*What needs to be done*.
Copy every line of the items below verbatim, from the command through the final coordinate list.

*Records*.
——————————
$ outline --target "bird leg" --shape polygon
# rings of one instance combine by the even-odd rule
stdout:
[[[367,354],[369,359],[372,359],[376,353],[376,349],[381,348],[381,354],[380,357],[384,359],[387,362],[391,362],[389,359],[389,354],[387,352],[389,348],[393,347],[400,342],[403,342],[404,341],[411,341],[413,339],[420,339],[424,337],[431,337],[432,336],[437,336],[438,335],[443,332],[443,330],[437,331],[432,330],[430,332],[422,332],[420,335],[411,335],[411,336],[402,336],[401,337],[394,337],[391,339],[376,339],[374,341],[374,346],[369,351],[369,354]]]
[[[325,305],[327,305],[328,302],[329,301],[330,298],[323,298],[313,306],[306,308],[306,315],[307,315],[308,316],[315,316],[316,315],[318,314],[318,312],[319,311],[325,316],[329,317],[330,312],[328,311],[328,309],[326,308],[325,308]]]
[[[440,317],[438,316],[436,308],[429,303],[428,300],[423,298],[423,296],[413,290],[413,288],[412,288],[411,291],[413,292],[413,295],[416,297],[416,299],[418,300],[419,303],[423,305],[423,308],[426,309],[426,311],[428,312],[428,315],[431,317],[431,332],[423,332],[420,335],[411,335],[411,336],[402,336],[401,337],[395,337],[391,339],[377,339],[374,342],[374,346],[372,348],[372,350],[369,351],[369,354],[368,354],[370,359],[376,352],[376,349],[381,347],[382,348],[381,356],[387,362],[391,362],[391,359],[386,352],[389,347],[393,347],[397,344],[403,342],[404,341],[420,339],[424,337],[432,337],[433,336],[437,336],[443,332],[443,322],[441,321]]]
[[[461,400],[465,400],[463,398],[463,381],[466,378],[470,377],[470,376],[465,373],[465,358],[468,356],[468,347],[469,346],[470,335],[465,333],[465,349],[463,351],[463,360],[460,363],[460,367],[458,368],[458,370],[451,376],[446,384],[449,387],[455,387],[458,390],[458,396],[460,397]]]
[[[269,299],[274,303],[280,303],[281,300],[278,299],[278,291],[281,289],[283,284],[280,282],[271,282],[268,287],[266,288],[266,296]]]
——————————
*Task answer*.
$ outline --target "bird leg" --shape polygon
# rings of one instance combine by the even-odd rule
stdout:
[[[367,354],[369,359],[372,359],[376,353],[376,349],[381,348],[381,354],[380,357],[384,359],[387,362],[391,362],[389,359],[389,354],[387,352],[389,348],[393,347],[400,342],[403,342],[404,341],[411,341],[413,339],[420,339],[424,337],[431,337],[432,336],[437,336],[438,335],[443,332],[443,330],[437,331],[432,330],[430,332],[422,332],[420,335],[411,335],[411,336],[402,336],[401,337],[394,337],[391,339],[376,339],[374,341],[374,346],[369,351],[369,354]]]
[[[325,305],[327,305],[328,302],[329,301],[330,298],[323,298],[313,306],[306,308],[306,315],[307,315],[308,316],[315,316],[316,315],[318,314],[318,312],[319,311],[325,316],[329,317],[330,312],[328,311],[328,309],[326,308],[325,308]]]
[[[440,317],[438,316],[436,308],[429,303],[428,300],[423,298],[423,296],[413,290],[413,288],[412,288],[411,291],[413,292],[413,295],[416,297],[416,299],[418,300],[419,303],[423,305],[423,308],[426,309],[426,311],[428,312],[428,315],[431,317],[431,332],[423,332],[420,335],[411,335],[411,336],[402,336],[401,337],[395,337],[391,339],[377,339],[374,342],[374,346],[372,348],[372,350],[369,351],[369,354],[368,354],[370,359],[376,352],[376,349],[381,347],[382,348],[381,356],[387,362],[391,362],[391,359],[386,352],[389,347],[393,347],[397,344],[403,342],[404,341],[420,339],[424,337],[432,337],[433,336],[437,336],[443,332],[443,322],[441,321]]]
[[[461,400],[465,400],[463,398],[463,381],[466,378],[470,377],[470,376],[465,373],[465,358],[468,356],[468,347],[469,346],[470,335],[465,333],[465,349],[463,351],[463,360],[460,363],[460,367],[458,368],[458,370],[451,376],[446,384],[449,387],[455,387],[458,390],[458,396],[460,397]]]
[[[269,299],[274,303],[280,303],[281,300],[278,299],[278,291],[281,289],[283,284],[280,282],[271,282],[268,287],[266,288],[266,296]]]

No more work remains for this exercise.